#### CHECK YOUR UNDERSTANDING
1. Reproduce the stretch of the chicken-keeping posts from "I'll never get" through "fingers crossed! )".
2. List every name given to a bird in the chicken-keeping posts' list of the flock the first writer already has.
3. Using the chicken-keeping posts, answer yes or no to each statement and quote the words that decide it: (a) The Sicilian Buttercup is named Sadie. (b) One writer lived in a condo for 10 years. (c) The birds that are still coming already have names.

━━ SUPPLIED PASSAGE

I'll never get around to all the chickens I want but I suppose life is more or less like that so why shouldn't chickens be? But it's still a pleasure to go out and care for them and collect what they provide for me. And just to see all the colors and personalities.

Mine are:
• a Cream Legbar named Lavinia
• a Partridge Plymouth Rock named Prudence
• a Double-laced Barnvelder named Eggsperanza (who's no longer with us except in spirit)
• a Blue Orpington named Ophelia and a Lavender one named Violet
• a Sicilian Buttercup named Sadie
• a Golden-laced Wyandotte named Wendolyn
• and a Black Cooper Marans roo named Monsieur Maurice

The ones that are coming are:
• a Speckled Sussex
• a female Black Copper Marans (this time! fingers crossed! )
• an Olive Egger
• and a Swedish Flower Hen
no names for this group yet...
Happy Birthday!
 
DH and I just wanted a couple of hens as pets who lay breakfast. I underestimated how quickly and deeply I’d get attached. I have this thing where when I love something I get a bit obsessed. So I read all about breeds, eggs, food, healthcare, coops, and more. That’s how I found BYC. I started with a FBCM, 3 silkies, and a lavender Ameraucana. Fast forward and we have 10 hens, 2 Roos, and 6 ducks. Since they were always going to be pets I chose based on appearance, egg color, and history. So, why did you choose who you have?
I have four birds. MY BO and ISABrown were given to me. I just wanted eggs. I lived in a condo for 18 years. I couldn't even shake a rug out the window. Now I shake the kitchen rug out the door every day just cuz I can. Oh back to my chickens.
I found a lady on Craigslist who had SLW and some other breed. So I got 2 SLW. They were so beautiful in her shed. All that black and white running around. They lay smaller eggs ( they are pullets still) than my other 2 but that's alright. So I kinda fell into having chickens. I lived on a farm as a teenager and missed having animals. Now I have some. Wish I had enough land to have a cow, some pigs, and sheep. Oh well I have my babies.

━━━━
━━ SUPPLIED INFORMATION

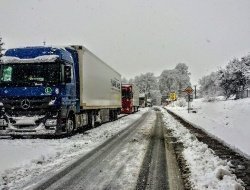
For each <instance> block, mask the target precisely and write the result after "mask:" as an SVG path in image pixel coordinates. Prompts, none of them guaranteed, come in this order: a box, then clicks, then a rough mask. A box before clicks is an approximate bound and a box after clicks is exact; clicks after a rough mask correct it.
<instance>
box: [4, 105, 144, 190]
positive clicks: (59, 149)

━━━━

#### EXPECTED OUTPUTS
1.
I'll never get around to all the chickens I want but I suppose life is more or less like that so why shouldn't chickens be? But it's still a pleasure to go out and care for them and collect what they provide for me. And just to see all the colors and personalities.

Mine are:
• a Cream Legbar named Lavinia
• a Partridge Plymouth Rock named Prudence
• a Double-laced Barnvelder named Eggsperanza (who's no longer with us except in spirit)
• a Blue Orpington named Ophelia and a Lavender one named Violet
• a Sicilian Buttercup named Sadie
• a Golden-laced Wyandotte named Wendolyn
• and a Black Cooper Marans roo named Monsieur Maurice

The ones that are coming are:
• a Speckled Sussex
• a female Black Copper Marans (this time! fingers crossed! )

2. Lavinia, Prudence, Eggsperanza, Ophelia, Violet, Sadie, Wendolyn, Monsieur Maurice

3.
(a) Yes: "a Sicilian Buttercup named Sadie"
(b) No: "I lived in a condo for 18 years."
(c) No: "no names for this group yet..."